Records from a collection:

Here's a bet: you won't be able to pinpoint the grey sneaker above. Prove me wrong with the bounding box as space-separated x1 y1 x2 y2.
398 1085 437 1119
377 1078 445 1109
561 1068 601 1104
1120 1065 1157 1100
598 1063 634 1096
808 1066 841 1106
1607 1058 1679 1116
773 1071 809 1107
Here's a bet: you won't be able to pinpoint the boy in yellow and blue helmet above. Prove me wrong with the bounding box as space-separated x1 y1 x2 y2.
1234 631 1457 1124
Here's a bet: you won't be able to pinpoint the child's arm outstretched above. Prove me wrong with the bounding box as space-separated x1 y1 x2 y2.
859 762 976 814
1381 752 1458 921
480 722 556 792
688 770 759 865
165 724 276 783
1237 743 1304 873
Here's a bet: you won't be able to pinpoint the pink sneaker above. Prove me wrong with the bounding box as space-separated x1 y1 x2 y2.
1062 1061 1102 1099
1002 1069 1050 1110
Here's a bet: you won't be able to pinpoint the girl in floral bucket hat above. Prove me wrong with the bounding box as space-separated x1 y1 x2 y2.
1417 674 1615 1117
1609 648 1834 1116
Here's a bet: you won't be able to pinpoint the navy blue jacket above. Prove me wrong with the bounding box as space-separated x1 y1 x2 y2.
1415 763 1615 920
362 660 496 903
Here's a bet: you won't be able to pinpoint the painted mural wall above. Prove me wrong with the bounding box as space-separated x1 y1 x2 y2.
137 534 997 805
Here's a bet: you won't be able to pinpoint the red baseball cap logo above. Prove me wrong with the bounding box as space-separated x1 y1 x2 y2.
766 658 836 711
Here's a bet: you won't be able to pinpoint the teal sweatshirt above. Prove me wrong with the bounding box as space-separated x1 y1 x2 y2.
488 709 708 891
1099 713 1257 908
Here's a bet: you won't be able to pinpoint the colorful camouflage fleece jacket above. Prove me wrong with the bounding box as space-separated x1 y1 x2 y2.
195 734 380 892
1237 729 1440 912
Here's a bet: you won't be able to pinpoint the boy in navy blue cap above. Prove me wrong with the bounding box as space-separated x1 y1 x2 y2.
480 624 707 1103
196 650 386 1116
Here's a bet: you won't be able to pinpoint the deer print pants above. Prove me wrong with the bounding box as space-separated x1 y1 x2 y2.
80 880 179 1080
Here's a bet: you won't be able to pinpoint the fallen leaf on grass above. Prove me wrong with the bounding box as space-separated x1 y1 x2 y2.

▶ WORK REQUIRED
Every record above should be copied exactly.

▶ TASK OUTPUT
Here's a bet: you won't be able to pinpoint the grey sneaker above. Prove me wrong with the bounding box as space-separated x1 y1 x2 y2.
398 1085 437 1119
377 1078 445 1109
561 1068 601 1104
1120 1065 1157 1100
598 1063 634 1096
808 1066 841 1106
1607 1058 1679 1116
773 1071 809 1107
Here's a bet: you won't be able to pinpoint the boy in yellow and blue helmet above. Prove me wrong with the bounding box as space-separated x1 y1 x2 y2.
1234 631 1457 1124
Here's a bet: you won't be able to pinpoint the child's arm outstretched above. Prove me wrong with the bounding box as space-separated x1 y1 x2 y2.
859 762 976 814
1381 752 1458 921
480 722 556 792
688 770 759 865
165 724 276 783
1237 743 1304 873
Here's a bet: you won't be able to pinpoint the pink sneaker above. Prove me wrong with the bounding box as space-separated x1 y1 x2 y2.
1062 1061 1102 1099
1002 1069 1050 1110
Here's a bet: you won't be able to pinpoint the girl in floral bucket hat above. Prove me wrong with the bounding box as space-separated x1 y1 x2 y2.
1417 674 1615 1117
1609 648 1834 1116
Here's a bet: you won't be able to pinpoint the navy blue jacket above. Prove me wrong with the bounding box as space-separated x1 y1 x2 y2.
1415 763 1615 920
362 660 496 903
Here's a bet: you won't be able to pinpoint the painted mural wall above. Prove me wrong with the bounding box as space-separated x1 y1 x2 y2.
137 534 997 805
Here's a bet: you won't be able to pinpoint the red baseball cap logo above. Prove me wrong with the bounding box as space-separated x1 y1 x2 y2.
766 658 836 711
Here's a bet: you won't be able to pinpoint the teal sweatshirt above. Prove me wrong with the bounding box as space-separated x1 y1 x2 y2.
488 709 708 891
1099 713 1257 908
Here's a bet: you won't be able to pinpoint the colorful camouflage fleece jacket above. Prove me wrong with the bounding box as space-separated x1 y1 x2 y2.
195 734 380 892
1237 729 1440 912
Here's a bet: you won't be able to pinpoint the boy in navy blue cap above. Prove me wrong with the bounding box as space-separated x1 y1 x2 y2.
480 624 707 1103
196 650 386 1116
Here's a bet: you won't be able to pinpoint the deer print pants above. Prove me wrong with the bounding box as space-separated x1 y1 x2 y2.
80 880 179 1080
Here's a bet: you won't be able to pinpoint the fallen leaf on grass above. Prove me wrong with the bounding box as space-separated x1 y1 x2 y2.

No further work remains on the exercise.